- **What you need to do**
Can you write out all the records below again, replacing every "marker" with "point" and keeping everything else the same?

- **Given information**
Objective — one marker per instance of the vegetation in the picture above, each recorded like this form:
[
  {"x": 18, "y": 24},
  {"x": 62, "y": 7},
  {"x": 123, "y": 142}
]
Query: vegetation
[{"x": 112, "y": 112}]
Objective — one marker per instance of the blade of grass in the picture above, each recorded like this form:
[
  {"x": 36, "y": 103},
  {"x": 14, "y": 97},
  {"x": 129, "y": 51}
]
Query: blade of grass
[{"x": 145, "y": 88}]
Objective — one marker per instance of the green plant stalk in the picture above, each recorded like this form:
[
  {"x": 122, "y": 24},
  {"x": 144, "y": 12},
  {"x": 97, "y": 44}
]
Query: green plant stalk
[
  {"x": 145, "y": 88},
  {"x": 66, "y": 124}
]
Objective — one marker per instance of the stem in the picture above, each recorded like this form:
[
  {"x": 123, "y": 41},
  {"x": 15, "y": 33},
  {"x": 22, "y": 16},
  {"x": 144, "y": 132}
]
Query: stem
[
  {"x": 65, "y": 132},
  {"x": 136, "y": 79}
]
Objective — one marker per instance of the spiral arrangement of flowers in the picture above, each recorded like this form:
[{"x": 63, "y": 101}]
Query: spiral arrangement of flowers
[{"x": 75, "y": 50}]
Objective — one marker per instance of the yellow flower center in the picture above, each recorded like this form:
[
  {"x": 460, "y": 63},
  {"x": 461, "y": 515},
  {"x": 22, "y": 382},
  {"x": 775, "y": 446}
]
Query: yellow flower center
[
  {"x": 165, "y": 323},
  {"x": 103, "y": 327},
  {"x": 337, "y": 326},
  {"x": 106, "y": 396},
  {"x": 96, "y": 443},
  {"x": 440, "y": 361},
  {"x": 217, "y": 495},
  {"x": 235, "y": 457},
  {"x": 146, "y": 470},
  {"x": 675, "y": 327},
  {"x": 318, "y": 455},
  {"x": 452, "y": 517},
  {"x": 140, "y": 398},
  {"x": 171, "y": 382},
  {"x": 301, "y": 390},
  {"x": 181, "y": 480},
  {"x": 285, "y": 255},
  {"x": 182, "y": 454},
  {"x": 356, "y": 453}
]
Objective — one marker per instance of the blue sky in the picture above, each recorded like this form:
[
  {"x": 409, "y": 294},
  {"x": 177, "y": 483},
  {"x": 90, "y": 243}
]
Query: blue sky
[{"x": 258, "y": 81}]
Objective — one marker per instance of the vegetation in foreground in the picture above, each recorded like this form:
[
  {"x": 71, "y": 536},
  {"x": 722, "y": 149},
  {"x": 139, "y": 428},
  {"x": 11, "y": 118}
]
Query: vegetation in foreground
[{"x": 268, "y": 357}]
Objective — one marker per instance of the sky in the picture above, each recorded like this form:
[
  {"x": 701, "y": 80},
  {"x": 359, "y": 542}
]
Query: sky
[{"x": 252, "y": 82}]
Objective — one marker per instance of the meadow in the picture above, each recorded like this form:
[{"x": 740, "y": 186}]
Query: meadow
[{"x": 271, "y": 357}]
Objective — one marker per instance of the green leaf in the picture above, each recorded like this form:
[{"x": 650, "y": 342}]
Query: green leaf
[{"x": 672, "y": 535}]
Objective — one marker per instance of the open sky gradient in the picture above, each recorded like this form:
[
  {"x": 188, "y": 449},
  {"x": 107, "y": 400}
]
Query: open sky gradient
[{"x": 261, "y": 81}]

- **Response to the exercise**
Objective — one point per instance of the vegetation in the picture above, each recorded like this form:
[
  {"x": 18, "y": 24},
  {"x": 62, "y": 7},
  {"x": 123, "y": 142}
]
Query: vegetation
[{"x": 112, "y": 112}]
Objective — one point per instance of the blade of grass in the picture above, each recorded like this form:
[
  {"x": 36, "y": 103},
  {"x": 14, "y": 97},
  {"x": 129, "y": 51}
]
Query: blade of grass
[{"x": 145, "y": 88}]
Objective — one point per instance of the green plant stalk in the picture above, each recorded like this form:
[
  {"x": 122, "y": 24},
  {"x": 144, "y": 12},
  {"x": 97, "y": 44}
]
Query: green plant stalk
[
  {"x": 145, "y": 88},
  {"x": 66, "y": 124}
]
Objective — one point per instance of the stem in the picture above, each recorded like this form:
[
  {"x": 123, "y": 41},
  {"x": 15, "y": 33},
  {"x": 22, "y": 16},
  {"x": 144, "y": 132}
]
Query: stem
[
  {"x": 65, "y": 132},
  {"x": 136, "y": 79}
]
Objective — one point per instance of the spiral arrangement of flowers in the picture above, each recorded like this form:
[{"x": 63, "y": 101}]
Query: spiral arrangement of flowers
[{"x": 75, "y": 50}]
Objective — one point per instance of the yellow flower center in the picture above, each recorded like this form:
[
  {"x": 460, "y": 63},
  {"x": 461, "y": 515},
  {"x": 22, "y": 382},
  {"x": 775, "y": 446}
]
Query: yellow flower center
[
  {"x": 165, "y": 323},
  {"x": 103, "y": 327},
  {"x": 337, "y": 326},
  {"x": 106, "y": 396},
  {"x": 96, "y": 443},
  {"x": 440, "y": 361},
  {"x": 217, "y": 495},
  {"x": 235, "y": 457},
  {"x": 146, "y": 470},
  {"x": 675, "y": 327},
  {"x": 318, "y": 455},
  {"x": 452, "y": 517},
  {"x": 140, "y": 398},
  {"x": 171, "y": 382},
  {"x": 301, "y": 390},
  {"x": 181, "y": 480},
  {"x": 285, "y": 255},
  {"x": 182, "y": 454},
  {"x": 356, "y": 453}
]
Objective — one point per instance of the blue sky in the picture above, each recorded like this form:
[
  {"x": 409, "y": 294},
  {"x": 177, "y": 483},
  {"x": 90, "y": 243}
]
Query: blue sky
[{"x": 258, "y": 81}]
Objective — one point per instance of the vegetation in foreground in the picture above, each recorded like this form:
[
  {"x": 71, "y": 536},
  {"x": 722, "y": 149},
  {"x": 139, "y": 428},
  {"x": 11, "y": 118}
]
Query: vegetation in foreground
[{"x": 268, "y": 357}]
Objective — one point per instance of the sky in the picture above, each recorded like this form:
[
  {"x": 701, "y": 80},
  {"x": 359, "y": 542}
]
Query: sky
[{"x": 252, "y": 82}]
Objective — one point per instance of the meadow in the picture above, each recorded like this form:
[{"x": 740, "y": 186}]
Query: meadow
[{"x": 271, "y": 357}]
Objective — one point per instance of the green leaf in the picture above, each recorded like this form:
[{"x": 650, "y": 342}]
Query: green leaf
[{"x": 672, "y": 535}]
Objective — one point per instance of the open sky gradient in the picture above, each recorded like this form:
[
  {"x": 188, "y": 449},
  {"x": 107, "y": 400}
]
Query: open sky gradient
[{"x": 261, "y": 81}]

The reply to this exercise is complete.